What to do: Can you reproduce the rows below, changing every "Habitat-count request" to "Pointing request" and leaving everything else as it is?

(Entries from a pointing dataset)
┏━━
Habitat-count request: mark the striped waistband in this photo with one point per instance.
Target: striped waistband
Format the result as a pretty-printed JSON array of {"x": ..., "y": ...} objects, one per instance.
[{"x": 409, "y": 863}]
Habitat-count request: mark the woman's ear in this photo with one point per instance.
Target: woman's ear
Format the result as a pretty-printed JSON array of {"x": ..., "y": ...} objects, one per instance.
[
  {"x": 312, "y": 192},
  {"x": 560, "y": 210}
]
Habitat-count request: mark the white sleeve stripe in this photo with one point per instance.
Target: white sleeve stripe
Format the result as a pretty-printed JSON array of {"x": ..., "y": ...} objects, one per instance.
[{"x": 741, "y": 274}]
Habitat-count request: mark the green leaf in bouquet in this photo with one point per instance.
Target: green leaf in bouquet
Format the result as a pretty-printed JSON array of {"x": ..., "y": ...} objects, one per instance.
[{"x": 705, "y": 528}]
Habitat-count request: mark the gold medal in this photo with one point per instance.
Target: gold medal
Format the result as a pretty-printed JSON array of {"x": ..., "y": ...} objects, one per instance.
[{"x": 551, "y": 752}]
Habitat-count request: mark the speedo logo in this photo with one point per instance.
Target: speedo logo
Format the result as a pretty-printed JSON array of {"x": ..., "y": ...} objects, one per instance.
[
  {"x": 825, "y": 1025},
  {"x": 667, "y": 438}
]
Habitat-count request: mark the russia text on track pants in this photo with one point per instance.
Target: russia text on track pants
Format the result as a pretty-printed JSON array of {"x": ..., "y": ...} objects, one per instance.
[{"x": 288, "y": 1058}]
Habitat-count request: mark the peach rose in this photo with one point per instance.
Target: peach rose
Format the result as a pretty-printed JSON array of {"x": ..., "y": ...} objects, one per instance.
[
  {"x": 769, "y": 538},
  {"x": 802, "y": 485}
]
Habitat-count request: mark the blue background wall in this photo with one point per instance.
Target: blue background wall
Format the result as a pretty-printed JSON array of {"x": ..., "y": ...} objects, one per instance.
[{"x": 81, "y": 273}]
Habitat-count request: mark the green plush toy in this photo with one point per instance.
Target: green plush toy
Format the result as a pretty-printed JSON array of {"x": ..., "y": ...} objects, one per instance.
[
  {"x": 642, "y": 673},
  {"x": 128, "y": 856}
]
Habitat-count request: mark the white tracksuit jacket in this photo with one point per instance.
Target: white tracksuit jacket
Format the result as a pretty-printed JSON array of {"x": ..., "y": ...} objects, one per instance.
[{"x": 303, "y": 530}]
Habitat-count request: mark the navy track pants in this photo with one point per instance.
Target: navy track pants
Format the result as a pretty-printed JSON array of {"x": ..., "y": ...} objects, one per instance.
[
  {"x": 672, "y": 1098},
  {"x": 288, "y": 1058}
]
┗━━
Exercise result:
Pointing request: mark the striped waistband in this photo with one point per instance.
Target: striped waistband
Format the result as a pretty-printed JSON array of {"x": ..., "y": ...} objects, one per instance.
[{"x": 409, "y": 863}]
Pointing request: mark the woman's ear in this photo with one point per instance.
Target: woman's ear
Format the result as a pretty-printed JSON array of {"x": ..., "y": ...} objects, one per instance.
[
  {"x": 312, "y": 192},
  {"x": 560, "y": 210}
]
Pointing request: mark the white sleeve stripe in this photo with one point per instance.
Target: white sleeve stripe
Format the result as a pretty-printed JSON array of {"x": ..., "y": ...} objects, one per instance.
[{"x": 741, "y": 274}]
Pointing request: mark the green leaf in bouquet in this photo with one point per instance.
Target: green leaf in bouquet
Format the result as a pretty-printed JSON array of {"x": ..., "y": ...} objects, one per instance.
[{"x": 705, "y": 528}]
Pointing request: mark the gold medal in this photo with one point per instance.
Target: gold medal
Format the result as a pretty-printed JSON array of {"x": ..., "y": ...} objects, one per instance.
[{"x": 551, "y": 752}]
Pointing request: mark the speedo logo in this photo with one point per instance.
Target: speedo logo
Format the result as a pretty-printed JSON array of {"x": ..., "y": ...} objects, one per instance.
[
  {"x": 825, "y": 1025},
  {"x": 667, "y": 438}
]
Pointing request: mark the russia text on track pants in this photo with one point per instance.
Target: russia text on track pants
Format the result as a pretty-printed JSON array of {"x": ..., "y": ...} objects, one per instance.
[{"x": 288, "y": 1058}]
Pointing request: mark the peach rose in this photo with one point per instance.
Target: peach rose
Format the result as a pretty-printed JSON array of {"x": ..., "y": ...} objects, one per instance.
[
  {"x": 769, "y": 538},
  {"x": 802, "y": 485}
]
Pointing request: mark the blue background wall in this photo with one point per instance.
Target: blue background wall
Format the result as a pretty-printed JSON array of {"x": ..., "y": ...} objects, one per instance.
[{"x": 81, "y": 273}]
Pointing request: mark the green plush toy in this photo with one point per instance.
Target: green plush toy
Format the result as a pretty-printed JSON array of {"x": ..., "y": ...} objects, one per instance.
[
  {"x": 642, "y": 673},
  {"x": 128, "y": 856}
]
Pointing request: mark the white tracksuit jacket in this photo with one point per instance.
Target: white tracksuit jacket
Format the result as a pretty-printed JSON array of {"x": ..., "y": ...} objects, one per instance.
[{"x": 303, "y": 530}]
Pointing request: mark the navy track pants in this photo with one point per instance.
Target: navy track pants
Format the result as a pretty-printed JSON array of {"x": ..., "y": ...} objects, one per instance.
[
  {"x": 672, "y": 1098},
  {"x": 288, "y": 1058}
]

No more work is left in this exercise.